### WHAT THIS TASK INVOLVES
Give a verbatim repeat of the lines that run from the line containing "find the tree line" to the end of the data below.

(Point placement records)

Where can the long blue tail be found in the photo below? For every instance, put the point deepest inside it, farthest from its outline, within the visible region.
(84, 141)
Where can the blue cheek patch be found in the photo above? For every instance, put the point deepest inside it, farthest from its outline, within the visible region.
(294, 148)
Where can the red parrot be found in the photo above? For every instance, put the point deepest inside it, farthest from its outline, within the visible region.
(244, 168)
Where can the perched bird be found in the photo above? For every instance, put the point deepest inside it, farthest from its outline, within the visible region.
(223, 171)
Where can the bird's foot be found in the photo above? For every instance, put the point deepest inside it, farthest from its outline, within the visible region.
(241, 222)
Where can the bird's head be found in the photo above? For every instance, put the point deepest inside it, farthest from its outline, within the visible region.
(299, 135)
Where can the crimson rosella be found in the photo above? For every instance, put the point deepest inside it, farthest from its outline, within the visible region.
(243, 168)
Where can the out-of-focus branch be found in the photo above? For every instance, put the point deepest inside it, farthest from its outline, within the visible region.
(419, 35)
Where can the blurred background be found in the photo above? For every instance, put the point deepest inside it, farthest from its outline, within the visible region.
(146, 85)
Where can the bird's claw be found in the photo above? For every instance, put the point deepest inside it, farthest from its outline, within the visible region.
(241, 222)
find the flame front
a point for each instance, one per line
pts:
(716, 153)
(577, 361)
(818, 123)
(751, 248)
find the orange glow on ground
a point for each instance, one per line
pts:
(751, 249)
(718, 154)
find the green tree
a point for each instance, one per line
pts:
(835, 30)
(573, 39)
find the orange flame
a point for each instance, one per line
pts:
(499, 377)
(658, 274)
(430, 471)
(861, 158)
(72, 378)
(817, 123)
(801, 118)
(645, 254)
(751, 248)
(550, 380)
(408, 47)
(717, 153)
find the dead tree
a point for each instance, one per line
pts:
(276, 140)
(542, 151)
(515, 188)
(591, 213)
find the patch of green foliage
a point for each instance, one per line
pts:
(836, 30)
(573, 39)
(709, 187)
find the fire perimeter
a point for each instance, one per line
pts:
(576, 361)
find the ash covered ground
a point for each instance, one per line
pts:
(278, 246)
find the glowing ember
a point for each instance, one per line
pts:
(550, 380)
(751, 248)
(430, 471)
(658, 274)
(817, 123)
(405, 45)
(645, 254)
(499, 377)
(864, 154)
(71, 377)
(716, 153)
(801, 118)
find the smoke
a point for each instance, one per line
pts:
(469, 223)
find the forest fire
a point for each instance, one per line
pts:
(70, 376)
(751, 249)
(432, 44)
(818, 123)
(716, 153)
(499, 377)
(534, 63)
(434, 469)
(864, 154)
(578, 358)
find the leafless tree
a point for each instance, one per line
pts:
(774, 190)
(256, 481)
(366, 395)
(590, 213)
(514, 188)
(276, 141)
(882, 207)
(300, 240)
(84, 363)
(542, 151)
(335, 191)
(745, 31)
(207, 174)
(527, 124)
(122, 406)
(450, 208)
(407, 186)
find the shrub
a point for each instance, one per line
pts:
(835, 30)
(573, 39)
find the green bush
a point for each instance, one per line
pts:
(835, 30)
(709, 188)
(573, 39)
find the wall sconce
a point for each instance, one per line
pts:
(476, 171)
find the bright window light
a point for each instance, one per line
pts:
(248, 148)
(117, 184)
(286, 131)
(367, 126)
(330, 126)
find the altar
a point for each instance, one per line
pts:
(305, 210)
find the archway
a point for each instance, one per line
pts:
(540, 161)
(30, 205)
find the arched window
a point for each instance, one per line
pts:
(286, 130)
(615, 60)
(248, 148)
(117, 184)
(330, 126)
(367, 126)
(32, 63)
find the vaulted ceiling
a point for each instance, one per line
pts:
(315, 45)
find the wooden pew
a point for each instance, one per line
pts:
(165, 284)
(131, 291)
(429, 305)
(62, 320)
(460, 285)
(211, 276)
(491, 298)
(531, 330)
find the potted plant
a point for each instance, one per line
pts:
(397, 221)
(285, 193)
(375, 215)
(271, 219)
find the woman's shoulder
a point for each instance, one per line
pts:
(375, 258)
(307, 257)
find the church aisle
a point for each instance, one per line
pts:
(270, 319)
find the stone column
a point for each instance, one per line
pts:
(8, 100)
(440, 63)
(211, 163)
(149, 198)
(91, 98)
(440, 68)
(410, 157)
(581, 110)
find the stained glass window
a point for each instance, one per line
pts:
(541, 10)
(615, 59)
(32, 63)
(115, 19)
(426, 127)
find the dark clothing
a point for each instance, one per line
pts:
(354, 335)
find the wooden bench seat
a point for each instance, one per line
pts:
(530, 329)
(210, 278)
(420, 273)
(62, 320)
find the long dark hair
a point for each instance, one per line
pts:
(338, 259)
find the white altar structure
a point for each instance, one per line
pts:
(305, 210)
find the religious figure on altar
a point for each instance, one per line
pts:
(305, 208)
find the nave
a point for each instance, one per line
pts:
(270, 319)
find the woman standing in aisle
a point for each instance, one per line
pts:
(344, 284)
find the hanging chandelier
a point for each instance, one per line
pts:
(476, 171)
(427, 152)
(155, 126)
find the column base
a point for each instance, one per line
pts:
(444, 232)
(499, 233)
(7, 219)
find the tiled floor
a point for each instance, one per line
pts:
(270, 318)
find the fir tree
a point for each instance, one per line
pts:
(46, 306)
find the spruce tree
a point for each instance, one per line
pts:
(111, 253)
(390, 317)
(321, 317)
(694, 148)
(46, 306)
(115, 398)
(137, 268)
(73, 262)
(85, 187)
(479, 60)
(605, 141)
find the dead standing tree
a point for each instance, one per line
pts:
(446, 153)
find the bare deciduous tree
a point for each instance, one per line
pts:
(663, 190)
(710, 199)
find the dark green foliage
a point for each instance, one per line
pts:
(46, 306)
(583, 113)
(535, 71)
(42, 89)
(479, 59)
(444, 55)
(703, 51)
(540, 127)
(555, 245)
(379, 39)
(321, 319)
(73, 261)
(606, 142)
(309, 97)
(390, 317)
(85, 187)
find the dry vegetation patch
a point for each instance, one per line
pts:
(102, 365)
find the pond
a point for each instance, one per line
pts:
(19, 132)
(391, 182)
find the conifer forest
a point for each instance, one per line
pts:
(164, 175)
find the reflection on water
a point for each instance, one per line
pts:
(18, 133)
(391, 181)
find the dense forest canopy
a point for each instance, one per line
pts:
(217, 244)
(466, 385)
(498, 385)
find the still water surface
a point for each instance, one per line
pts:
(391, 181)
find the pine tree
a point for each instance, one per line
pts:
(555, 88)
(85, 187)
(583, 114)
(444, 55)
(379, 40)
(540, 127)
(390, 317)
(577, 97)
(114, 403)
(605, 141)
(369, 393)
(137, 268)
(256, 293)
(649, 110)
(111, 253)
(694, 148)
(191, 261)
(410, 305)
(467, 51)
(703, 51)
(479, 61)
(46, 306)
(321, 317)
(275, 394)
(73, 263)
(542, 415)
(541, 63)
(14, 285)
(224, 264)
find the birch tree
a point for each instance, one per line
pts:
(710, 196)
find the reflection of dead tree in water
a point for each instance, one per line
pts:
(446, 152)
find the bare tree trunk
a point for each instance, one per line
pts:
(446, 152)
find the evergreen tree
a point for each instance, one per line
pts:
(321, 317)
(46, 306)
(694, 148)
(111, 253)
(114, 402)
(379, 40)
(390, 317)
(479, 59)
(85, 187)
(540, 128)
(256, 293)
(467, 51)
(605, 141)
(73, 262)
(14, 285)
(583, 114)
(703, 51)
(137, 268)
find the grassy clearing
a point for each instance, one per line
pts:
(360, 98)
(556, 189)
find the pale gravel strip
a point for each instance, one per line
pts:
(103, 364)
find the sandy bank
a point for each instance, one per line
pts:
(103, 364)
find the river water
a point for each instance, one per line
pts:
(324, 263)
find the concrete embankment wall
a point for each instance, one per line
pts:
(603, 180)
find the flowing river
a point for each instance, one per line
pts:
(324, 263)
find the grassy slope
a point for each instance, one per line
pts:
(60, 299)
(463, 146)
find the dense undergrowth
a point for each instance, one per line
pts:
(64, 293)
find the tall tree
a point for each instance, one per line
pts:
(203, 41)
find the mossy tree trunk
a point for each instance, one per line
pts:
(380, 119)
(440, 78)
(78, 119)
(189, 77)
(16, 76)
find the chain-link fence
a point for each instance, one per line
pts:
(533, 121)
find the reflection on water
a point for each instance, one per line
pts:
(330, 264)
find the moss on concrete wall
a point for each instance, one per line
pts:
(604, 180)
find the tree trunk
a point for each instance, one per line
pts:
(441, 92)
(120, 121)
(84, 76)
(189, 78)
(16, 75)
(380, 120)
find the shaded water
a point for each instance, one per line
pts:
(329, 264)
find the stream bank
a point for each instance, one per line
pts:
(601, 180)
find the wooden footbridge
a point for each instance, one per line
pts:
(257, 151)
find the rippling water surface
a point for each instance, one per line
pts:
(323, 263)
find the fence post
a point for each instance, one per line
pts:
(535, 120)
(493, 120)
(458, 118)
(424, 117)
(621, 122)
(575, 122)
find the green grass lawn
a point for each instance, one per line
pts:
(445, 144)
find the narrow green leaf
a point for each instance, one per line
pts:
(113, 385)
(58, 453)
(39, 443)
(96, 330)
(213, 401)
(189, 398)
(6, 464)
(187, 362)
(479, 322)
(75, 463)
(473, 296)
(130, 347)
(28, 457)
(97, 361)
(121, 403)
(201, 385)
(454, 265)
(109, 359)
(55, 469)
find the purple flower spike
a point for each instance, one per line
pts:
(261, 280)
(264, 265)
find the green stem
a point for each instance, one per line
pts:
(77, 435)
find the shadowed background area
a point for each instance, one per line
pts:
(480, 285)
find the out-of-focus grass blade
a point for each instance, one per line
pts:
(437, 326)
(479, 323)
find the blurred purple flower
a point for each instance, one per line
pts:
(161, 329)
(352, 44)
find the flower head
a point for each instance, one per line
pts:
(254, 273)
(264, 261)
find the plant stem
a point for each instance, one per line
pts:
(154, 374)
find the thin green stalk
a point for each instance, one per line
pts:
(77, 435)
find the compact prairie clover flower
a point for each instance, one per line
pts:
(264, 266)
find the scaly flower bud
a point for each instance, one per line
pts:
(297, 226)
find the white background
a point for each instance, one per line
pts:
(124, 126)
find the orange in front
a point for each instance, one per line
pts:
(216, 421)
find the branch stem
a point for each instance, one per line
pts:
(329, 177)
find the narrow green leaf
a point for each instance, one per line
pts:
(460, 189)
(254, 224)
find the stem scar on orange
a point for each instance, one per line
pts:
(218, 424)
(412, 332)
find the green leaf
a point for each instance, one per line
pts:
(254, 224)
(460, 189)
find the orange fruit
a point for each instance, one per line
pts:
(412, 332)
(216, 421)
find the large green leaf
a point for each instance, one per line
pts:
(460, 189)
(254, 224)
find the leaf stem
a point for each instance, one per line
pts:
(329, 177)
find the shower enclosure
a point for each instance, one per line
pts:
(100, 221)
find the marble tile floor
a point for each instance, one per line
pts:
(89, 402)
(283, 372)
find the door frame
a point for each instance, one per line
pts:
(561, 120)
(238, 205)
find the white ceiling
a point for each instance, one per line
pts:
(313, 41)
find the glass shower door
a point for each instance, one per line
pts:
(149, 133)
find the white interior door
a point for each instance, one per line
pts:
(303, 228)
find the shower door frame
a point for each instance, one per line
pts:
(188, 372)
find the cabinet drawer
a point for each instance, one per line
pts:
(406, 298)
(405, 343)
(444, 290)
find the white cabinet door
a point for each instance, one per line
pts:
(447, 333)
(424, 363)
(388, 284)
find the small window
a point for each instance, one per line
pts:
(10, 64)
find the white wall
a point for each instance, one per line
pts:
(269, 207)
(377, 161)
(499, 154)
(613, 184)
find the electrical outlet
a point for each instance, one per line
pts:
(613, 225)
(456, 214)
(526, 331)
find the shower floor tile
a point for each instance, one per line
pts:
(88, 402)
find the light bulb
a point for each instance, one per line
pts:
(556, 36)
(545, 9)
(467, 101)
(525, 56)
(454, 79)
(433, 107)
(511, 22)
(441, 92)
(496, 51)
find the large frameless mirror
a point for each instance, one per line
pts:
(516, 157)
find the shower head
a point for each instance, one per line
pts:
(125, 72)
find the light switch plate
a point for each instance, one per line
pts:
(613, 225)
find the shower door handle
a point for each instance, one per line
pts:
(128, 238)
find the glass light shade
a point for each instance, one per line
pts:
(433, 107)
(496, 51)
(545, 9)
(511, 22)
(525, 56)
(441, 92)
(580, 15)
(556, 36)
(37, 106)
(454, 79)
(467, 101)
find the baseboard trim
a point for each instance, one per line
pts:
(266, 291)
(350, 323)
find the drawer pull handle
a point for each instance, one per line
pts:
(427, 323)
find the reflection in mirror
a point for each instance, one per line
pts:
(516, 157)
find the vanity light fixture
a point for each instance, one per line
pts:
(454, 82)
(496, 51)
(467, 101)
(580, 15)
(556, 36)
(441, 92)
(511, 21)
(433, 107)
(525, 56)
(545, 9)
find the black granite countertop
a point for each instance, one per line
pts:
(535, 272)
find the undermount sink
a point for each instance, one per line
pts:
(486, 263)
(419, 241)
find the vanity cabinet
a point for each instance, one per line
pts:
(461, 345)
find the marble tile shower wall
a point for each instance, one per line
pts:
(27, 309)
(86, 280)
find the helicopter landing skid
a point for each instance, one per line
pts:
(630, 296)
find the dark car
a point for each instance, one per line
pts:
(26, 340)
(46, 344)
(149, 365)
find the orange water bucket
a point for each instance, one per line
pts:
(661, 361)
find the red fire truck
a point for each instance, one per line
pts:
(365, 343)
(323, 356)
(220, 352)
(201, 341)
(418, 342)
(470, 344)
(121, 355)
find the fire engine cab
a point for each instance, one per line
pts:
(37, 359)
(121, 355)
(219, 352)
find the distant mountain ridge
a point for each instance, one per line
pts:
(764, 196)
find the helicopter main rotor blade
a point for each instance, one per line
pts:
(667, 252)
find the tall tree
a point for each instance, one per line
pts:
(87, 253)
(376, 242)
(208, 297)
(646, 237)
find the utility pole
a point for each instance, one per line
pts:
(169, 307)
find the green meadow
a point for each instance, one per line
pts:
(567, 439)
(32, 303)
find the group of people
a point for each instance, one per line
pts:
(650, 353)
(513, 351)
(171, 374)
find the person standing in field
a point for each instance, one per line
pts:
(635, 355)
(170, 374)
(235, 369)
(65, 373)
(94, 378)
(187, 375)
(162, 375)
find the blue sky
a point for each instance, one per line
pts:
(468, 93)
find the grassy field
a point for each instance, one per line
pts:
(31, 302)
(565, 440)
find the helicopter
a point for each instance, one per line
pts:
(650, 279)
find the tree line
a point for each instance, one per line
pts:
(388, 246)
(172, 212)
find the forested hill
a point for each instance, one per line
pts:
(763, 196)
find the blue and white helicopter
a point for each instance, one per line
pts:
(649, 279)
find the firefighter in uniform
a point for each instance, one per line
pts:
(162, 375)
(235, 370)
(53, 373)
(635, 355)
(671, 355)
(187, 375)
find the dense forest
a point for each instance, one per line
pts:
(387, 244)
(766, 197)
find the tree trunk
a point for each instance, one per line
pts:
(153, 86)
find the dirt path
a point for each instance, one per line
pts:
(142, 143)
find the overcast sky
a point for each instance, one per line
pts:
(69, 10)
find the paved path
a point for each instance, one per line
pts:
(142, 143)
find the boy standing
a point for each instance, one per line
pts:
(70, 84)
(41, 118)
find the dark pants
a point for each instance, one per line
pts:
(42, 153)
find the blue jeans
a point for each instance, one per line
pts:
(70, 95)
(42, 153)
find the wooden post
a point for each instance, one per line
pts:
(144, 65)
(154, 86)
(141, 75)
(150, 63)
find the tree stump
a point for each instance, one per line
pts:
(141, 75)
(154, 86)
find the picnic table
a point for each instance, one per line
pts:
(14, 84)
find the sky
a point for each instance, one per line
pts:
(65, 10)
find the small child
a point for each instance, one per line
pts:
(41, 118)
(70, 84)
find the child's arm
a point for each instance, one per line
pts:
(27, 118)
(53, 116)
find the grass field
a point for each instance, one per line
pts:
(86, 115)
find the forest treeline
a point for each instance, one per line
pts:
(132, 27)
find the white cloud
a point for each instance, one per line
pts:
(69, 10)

### COMPLETED EXERCISE
find the tree line
a point for each instance, one per line
pts:
(388, 246)
(172, 212)
find the forested hill
a point for each instance, one per line
pts:
(763, 196)
find the blue and white helicopter
a point for each instance, one per line
pts:
(649, 279)
find the firefighter in uniform
a point for each instance, one per line
pts:
(162, 375)
(235, 370)
(53, 373)
(635, 355)
(671, 355)
(187, 375)
find the dense forest
a point for each instance, one per line
pts:
(387, 244)
(766, 197)
find the tree trunk
a point for each instance, one per line
pts:
(153, 86)
find the dirt path
a point for each instance, one per line
pts:
(142, 143)
find the overcast sky
a point for each instance, one per line
pts:
(69, 10)
find the paved path
a point for each instance, one per line
pts:
(142, 143)
find the boy standing
a point for each instance, one per line
pts:
(70, 84)
(41, 118)
find the dark pants
a point for each instance, one per line
pts:
(42, 153)
find the blue jeans
a point for each instance, one per line
pts:
(70, 95)
(42, 153)
find the wooden post
a point for each instance, one per line
pts:
(144, 65)
(154, 86)
(141, 75)
(150, 63)
find the tree stump
a point for each instance, one per line
pts:
(141, 75)
(154, 86)
find the picnic table
a point for each instance, one per line
pts:
(14, 84)
find the sky
a point for each instance, one per line
pts:
(65, 10)
find the small child
a point for each instance, one per line
pts:
(41, 118)
(70, 84)
find the child's arm
a point for each instance, one per line
pts:
(27, 118)
(53, 116)
find the grass field
a point for each instance, one per line
pts:
(86, 115)
find the forest treeline
a point for each instance, one per line
pts:
(132, 27)
find the white cloud
a point for each instance, one per line
pts:
(69, 10)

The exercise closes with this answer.